Stored items from the dataset:
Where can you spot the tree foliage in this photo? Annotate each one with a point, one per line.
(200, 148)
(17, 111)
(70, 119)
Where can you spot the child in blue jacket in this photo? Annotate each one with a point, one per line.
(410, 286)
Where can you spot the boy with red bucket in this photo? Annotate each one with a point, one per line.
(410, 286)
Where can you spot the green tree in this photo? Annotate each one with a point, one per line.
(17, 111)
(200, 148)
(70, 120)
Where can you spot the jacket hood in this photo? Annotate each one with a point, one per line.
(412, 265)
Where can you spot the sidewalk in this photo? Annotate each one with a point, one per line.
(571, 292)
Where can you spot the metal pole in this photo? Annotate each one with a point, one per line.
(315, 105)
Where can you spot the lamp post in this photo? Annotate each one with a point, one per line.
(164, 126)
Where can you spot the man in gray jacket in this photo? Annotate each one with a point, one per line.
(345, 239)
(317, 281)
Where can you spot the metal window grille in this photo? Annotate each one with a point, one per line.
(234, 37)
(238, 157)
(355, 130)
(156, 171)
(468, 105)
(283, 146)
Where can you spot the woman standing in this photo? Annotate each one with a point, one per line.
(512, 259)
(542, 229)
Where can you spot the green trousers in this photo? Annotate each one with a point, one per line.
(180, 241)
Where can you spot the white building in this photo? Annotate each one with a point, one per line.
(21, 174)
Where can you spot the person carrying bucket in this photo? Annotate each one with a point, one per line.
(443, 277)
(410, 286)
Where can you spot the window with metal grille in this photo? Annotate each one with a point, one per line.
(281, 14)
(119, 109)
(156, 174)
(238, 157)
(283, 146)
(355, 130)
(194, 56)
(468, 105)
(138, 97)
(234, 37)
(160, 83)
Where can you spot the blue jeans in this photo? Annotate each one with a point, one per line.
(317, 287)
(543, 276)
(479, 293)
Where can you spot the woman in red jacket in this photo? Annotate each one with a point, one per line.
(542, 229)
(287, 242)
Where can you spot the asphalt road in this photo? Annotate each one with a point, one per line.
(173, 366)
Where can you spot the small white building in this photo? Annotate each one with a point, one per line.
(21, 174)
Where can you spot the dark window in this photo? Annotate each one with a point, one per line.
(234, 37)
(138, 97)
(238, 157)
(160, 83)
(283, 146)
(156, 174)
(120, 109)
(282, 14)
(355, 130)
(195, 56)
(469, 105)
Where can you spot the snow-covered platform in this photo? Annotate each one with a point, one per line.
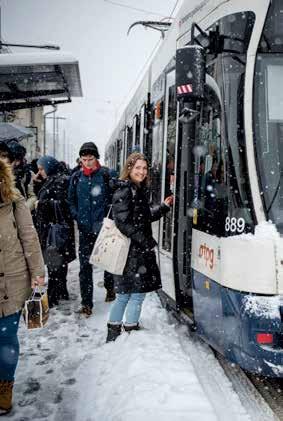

→ **PROMPT**
Please copy the lines from the one containing "Where can you spot the woman in" through the last line, including both ends, and leave the pictures out.

→ **IN RESPONSE**
Where can you spot the woman in red jacket in this photo? Annotate each one with a point, one per line.
(542, 229)
(287, 242)
Where can you spot the asphalt road in this photo? Annotate each one with a point, one per line.
(173, 366)
Where can you spot the small white building in this photo? Annotate each one with a point, one per line.
(21, 174)
Where can you spot the dark window in this photo? Annotate each one with a point, one per line.
(234, 37)
(138, 97)
(238, 157)
(160, 83)
(283, 146)
(156, 174)
(120, 109)
(282, 14)
(355, 130)
(195, 56)
(469, 105)
Where can you spot the snow-covered platform in this photo? Annotate each one with a point, one per line.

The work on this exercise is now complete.